Whatever pictures the entries hold, omit them, and output exactly the lines from the one containing "x=963, y=262" through the final line.
# # # #
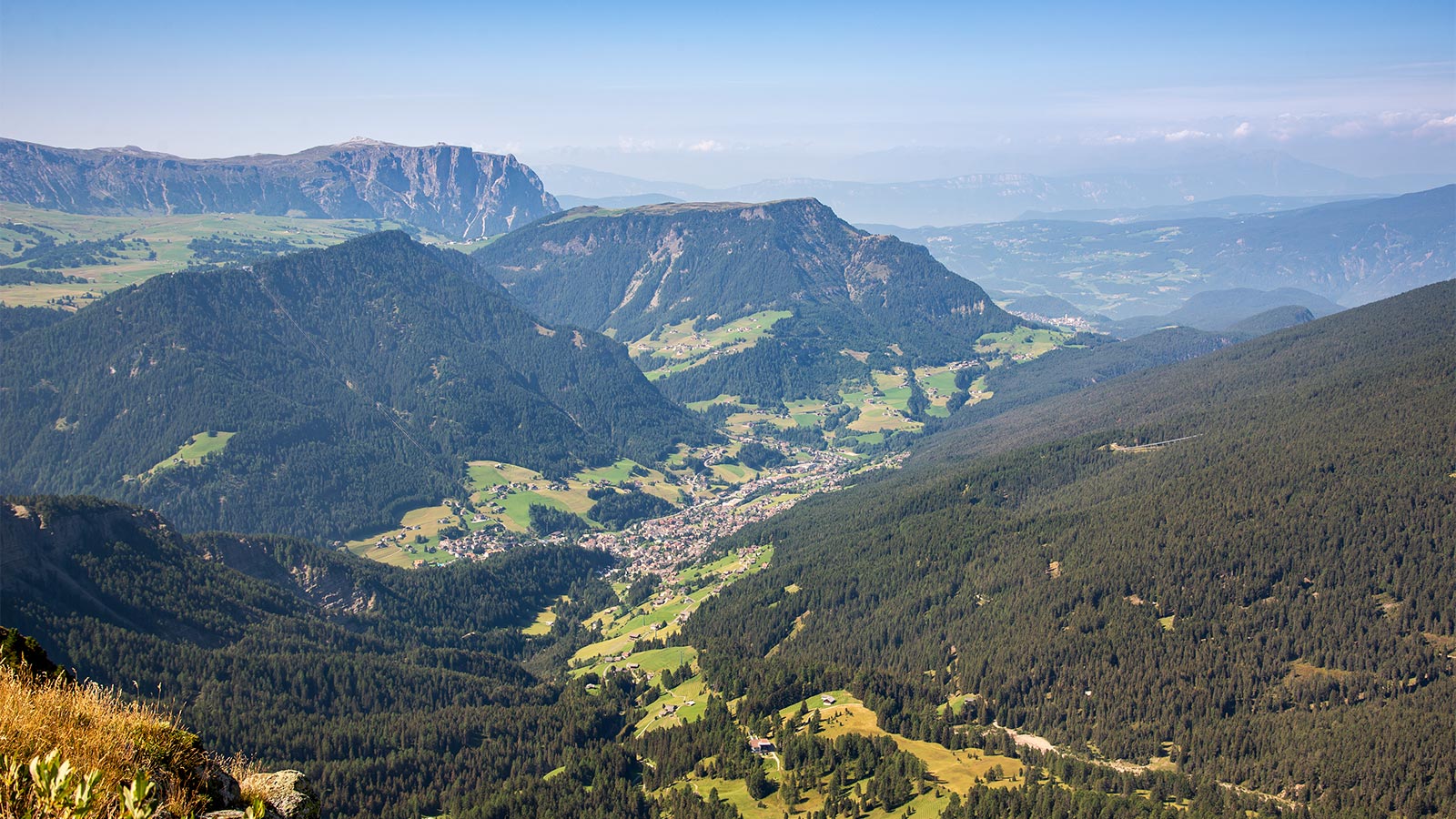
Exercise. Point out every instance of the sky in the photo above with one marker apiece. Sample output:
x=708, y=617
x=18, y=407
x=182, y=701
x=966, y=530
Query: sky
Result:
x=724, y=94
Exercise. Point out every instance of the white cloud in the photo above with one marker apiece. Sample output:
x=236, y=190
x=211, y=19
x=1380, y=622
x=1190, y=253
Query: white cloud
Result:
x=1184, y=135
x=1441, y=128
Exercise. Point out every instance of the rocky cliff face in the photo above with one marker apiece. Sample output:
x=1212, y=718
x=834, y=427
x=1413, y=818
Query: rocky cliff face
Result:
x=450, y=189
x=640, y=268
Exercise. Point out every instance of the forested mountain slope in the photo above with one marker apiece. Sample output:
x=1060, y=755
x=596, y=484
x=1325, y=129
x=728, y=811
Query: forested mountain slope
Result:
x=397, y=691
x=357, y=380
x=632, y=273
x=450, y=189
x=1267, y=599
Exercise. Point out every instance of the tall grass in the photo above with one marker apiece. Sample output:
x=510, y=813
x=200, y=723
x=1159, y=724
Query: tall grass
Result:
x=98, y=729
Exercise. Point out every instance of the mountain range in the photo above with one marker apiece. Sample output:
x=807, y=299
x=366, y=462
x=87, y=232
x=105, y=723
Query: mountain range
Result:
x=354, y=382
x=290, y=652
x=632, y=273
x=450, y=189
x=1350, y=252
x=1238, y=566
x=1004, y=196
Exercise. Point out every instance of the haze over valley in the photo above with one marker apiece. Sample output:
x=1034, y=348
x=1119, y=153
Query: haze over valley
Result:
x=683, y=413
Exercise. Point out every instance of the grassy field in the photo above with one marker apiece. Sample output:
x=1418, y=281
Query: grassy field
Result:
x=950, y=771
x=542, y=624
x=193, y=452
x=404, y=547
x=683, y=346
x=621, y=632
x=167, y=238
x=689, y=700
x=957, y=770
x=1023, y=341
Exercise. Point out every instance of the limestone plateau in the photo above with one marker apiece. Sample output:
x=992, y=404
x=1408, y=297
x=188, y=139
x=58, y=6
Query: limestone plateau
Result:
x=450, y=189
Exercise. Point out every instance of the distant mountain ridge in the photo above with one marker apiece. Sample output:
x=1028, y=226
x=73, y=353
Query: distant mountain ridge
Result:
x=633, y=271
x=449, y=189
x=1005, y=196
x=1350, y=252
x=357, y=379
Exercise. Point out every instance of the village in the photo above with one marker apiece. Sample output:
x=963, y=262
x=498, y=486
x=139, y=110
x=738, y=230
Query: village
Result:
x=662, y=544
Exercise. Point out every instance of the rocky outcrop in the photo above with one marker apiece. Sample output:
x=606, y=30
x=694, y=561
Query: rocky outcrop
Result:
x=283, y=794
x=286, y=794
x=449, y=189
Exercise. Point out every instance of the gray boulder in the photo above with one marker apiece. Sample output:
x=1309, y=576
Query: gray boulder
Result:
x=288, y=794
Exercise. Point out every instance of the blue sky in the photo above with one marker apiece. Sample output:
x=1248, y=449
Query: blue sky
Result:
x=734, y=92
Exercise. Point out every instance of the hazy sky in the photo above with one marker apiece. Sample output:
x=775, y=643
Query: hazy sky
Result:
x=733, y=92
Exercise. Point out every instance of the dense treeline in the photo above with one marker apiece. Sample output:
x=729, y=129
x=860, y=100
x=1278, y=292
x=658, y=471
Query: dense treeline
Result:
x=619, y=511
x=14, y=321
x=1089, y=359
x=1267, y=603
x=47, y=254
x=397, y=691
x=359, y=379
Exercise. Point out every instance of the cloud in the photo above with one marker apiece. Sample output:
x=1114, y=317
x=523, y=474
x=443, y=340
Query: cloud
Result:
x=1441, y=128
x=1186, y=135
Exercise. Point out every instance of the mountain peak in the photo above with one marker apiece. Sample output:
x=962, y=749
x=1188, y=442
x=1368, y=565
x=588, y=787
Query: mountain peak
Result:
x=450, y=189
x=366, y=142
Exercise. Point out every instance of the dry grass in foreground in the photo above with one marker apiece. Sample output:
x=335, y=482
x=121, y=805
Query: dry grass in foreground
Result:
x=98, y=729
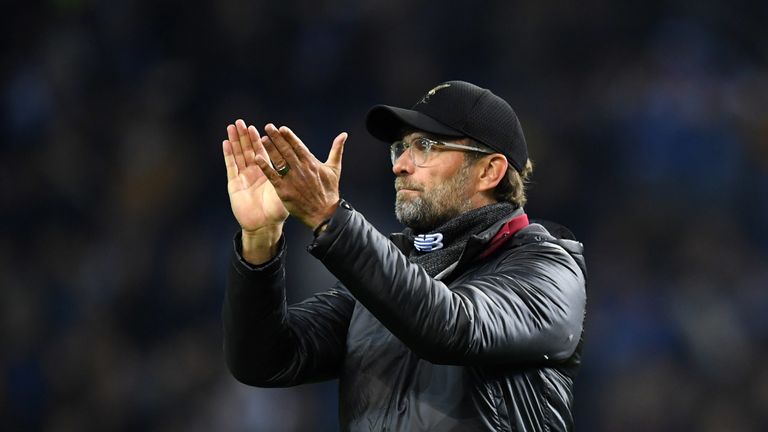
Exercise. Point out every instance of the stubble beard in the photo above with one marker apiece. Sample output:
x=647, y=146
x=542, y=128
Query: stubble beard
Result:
# # # #
_Output of the exercise_.
x=963, y=262
x=498, y=486
x=139, y=110
x=738, y=230
Query: village
Result:
x=662, y=544
Exercise. Point out every instance of the rocky outcrop in the photo above with one marker apiece. Sample output:
x=606, y=30
x=694, y=561
Query: rocky outcrop
Result:
x=283, y=794
x=286, y=794
x=449, y=189
Exercise. Point out every instance of the gray boulder in the photo above with one marker apiece. Sample output:
x=1309, y=576
Query: gray boulder
Result:
x=288, y=794
Exercise. Point out every instance of the blue sky in the photo above with one marker apiece. Sample output:
x=1248, y=449
Query: blue sky
Result:
x=734, y=92
Exercise. Point out every instance of the hazy sky in the photo above with one marker apiece. Sample output:
x=775, y=643
Query: hazy sky
Result:
x=733, y=92
Exercise. Point out every instance of the dense treeline in the photo above with one marker apiece. Sample output:
x=729, y=129
x=860, y=100
x=1278, y=292
x=658, y=471
Query: dense treeline
Result:
x=619, y=511
x=14, y=321
x=1089, y=359
x=1267, y=603
x=47, y=254
x=397, y=691
x=359, y=379
Exercise. Point out every instance of the cloud in the photo above with one marker apiece. Sample output:
x=1114, y=317
x=523, y=474
x=443, y=340
Query: cloud
Result:
x=1441, y=128
x=1186, y=135
Exercise. Point out every instance of the mountain peak in the photo above with one marker apiece. Sample output:
x=962, y=749
x=1188, y=442
x=1368, y=565
x=588, y=787
Query: mountain peak
Result:
x=450, y=189
x=366, y=142
Exercise. Point out every instance of the dry grass in foreground in the photo above with one marker apiece. Sample output:
x=335, y=482
x=121, y=805
Query: dry grass in foreground
Result:
x=98, y=729
Exercise. Point out every instance of the stubble beard in the photo above with one marker apiece. Sample output:
x=647, y=146
x=542, y=128
Query: stubble beard
Result:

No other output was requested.